- Exercise description: Copy the entries below exactly, but only from the line containing "Exercise. Spot the flower" through the final line.
□ □ □ □ □
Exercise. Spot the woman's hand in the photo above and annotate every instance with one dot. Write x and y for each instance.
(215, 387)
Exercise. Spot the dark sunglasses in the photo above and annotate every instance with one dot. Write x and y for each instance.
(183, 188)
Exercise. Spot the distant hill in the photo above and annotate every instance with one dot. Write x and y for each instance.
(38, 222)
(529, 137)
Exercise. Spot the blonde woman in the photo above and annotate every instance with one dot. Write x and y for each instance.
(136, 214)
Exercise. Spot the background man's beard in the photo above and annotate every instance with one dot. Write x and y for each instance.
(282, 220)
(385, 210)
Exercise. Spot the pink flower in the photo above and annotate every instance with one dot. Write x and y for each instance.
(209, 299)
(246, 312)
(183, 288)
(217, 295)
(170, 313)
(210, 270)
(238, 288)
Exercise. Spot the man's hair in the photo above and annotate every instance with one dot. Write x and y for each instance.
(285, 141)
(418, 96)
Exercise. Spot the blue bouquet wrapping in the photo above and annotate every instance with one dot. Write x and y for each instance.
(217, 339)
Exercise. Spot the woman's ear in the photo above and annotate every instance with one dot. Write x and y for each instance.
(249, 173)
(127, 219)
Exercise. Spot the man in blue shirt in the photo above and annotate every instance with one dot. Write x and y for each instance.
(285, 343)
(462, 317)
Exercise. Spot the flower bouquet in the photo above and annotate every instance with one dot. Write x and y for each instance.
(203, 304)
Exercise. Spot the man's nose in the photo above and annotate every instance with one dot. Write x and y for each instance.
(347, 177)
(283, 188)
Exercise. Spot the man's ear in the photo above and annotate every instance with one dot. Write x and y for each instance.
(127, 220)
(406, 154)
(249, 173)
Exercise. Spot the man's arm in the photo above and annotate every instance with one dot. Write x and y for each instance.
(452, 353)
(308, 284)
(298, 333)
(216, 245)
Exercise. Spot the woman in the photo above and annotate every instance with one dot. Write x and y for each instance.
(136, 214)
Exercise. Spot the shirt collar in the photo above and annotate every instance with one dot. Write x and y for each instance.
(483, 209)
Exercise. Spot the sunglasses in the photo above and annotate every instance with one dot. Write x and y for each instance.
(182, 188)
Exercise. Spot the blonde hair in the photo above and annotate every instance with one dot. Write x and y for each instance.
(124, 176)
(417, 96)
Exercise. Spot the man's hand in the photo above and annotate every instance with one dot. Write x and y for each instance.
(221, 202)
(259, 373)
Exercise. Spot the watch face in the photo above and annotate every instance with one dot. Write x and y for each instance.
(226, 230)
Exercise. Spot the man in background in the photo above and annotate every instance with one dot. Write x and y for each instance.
□ □ □ □ □
- Solution to the problem:
Exercise. Spot the flower bouquet in the photo above and annotate every instance with one dot. Write x and y for each instance.
(203, 304)
Exercise. Spot the man's nose in the photo above and annotate every instance with one dot. Write x and y for each instance.
(347, 177)
(283, 188)
Exercise. Spot the man's ear in the photo above and annotate every instance with one dot. Write x and y for each instance.
(127, 220)
(406, 154)
(249, 173)
Exercise. Spot the man's arm in the photo above and annotate every instance with one dot. Write x and y for each instance.
(452, 353)
(308, 284)
(298, 333)
(216, 245)
Exercise. Spot the woman in the photo above and annotate every instance with one dot. Write x and y for each instance.
(136, 214)
Exercise. Spot the shirt collar in the photo above and annotate every instance with one dot. Write x and y for each instance.
(483, 209)
Exercise. Spot the sunglasses in the photo above and annotate every instance with one dot. Write x and y for each instance.
(182, 188)
Exercise. Spot the blonde hair in the photo above and annotate every instance with one dot. Write x and y for each instance.
(124, 176)
(417, 96)
Exercise. Spot the man's hand in the photo above and annotate every instance with one dot. Write x and y for each instance.
(221, 202)
(259, 373)
Exercise. Spot the watch face in the photo above and annotate every instance with one dot. Write x and y for each instance.
(226, 230)
Exercise. Spot the man in background in the photo above and annotate every instance with one dot. Write x and y for each instance.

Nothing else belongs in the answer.